§ Written task 1
According to the reproductive rights report card text, what grade did the Population Institute give the U.S. in 2018?
§ Written task 2
Shorten the paragraph of the report card text that begins "The institute tracks reproductive health" to one or two sentences, keeping its main facts.
§ Written task 3
Write a few sentences that continue the text about the reproductive rights report card from its last sentence.

§ Source excerpt

-*-*-

Screen Shot 2020 02 28 at 3 04 43 PM
(Population Institute)

When it comes to reproductive rights, the United States is flunking. A report card from the nonprofit, Washington-based Population Institute has given the U.S. an F for the first time in the eight years it has graded the country’s record.

The institute tracks reproductive health and rights—such as access to family planning, sex education, and abortion services—and said there has been a “steady erosion” of reproductive rights at both the federal and state levels over the past decade. In 2018, the institute gave the U.S. a D-.

“The political war over reproductive health rights is far from over, but the legal and regulatory battle lines have been drawn, and the stakes could not be higher,” said Robert Walker, president of the institute.

-*-*-

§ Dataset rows
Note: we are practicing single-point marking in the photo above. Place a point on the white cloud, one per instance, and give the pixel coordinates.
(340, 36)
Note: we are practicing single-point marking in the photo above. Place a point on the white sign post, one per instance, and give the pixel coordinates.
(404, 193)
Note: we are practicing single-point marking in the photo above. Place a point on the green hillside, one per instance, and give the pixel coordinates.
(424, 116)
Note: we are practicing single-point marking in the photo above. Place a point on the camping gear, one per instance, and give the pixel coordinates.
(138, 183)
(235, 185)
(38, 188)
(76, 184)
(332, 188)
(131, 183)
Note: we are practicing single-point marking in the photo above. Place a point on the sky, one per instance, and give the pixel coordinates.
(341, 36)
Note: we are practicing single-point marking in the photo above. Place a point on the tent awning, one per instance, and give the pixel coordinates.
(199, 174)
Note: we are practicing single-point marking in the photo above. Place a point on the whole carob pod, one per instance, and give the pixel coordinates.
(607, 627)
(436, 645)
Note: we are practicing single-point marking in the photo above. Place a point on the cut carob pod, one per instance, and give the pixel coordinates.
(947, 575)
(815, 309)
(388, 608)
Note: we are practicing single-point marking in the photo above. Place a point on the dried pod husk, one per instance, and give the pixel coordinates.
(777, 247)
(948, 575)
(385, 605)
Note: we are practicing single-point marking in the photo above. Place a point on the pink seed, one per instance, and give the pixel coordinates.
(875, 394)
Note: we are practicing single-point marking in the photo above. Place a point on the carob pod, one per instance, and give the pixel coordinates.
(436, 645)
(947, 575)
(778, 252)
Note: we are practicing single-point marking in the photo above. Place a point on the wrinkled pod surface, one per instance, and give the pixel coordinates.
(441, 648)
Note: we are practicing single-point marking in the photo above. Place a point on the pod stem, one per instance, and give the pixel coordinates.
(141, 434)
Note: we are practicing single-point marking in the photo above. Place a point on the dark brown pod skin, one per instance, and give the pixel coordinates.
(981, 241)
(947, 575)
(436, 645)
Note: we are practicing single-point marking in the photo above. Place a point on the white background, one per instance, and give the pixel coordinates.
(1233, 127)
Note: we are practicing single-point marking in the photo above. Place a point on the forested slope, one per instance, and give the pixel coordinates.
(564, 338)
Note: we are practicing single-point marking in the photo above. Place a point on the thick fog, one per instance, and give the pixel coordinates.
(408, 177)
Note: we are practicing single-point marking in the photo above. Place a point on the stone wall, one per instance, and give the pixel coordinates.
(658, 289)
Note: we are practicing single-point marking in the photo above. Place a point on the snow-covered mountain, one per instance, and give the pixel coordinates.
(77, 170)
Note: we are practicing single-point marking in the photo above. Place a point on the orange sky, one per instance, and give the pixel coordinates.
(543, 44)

-*-*-

§ Task result 1
A D-.

§ Task result 2
The institute tracks reproductive health and rights, including access to family planning, sex education and abortion services, and says these rights have steadily eroded at the federal and state levels over the past decade. It gave the U.S. a D- in 2018.

§ Task result 3
Grades for each state in 2019 varied widely: Twenty-three states received a B or higher, with California, Hawaii, Maine, Maryland, New Jersey, Oregon, and Washington topping the list with As. Twenty states, however, were given fails: Alabama, Arkansas, Florida, Idaho, Indiana, Kansas, Kentucky, Louisiana, Michigan, Mississippi, Missouri, Nebraska, North Dakota, Ohio, Oklahoma, South Carolina, South Dakota, Tennessee, Texas, Utah, and Wisconsin. The institute attributed the Fs to the passage of restrictive abortion laws by several of these states that “defy the Roe v. Wade guidelines in hopes of persuading the U.S. Supreme Court to overturn the landmark ruling.” Almost 500 abortion restrictions have been passed at the state level since 2010, according to the organization’s report.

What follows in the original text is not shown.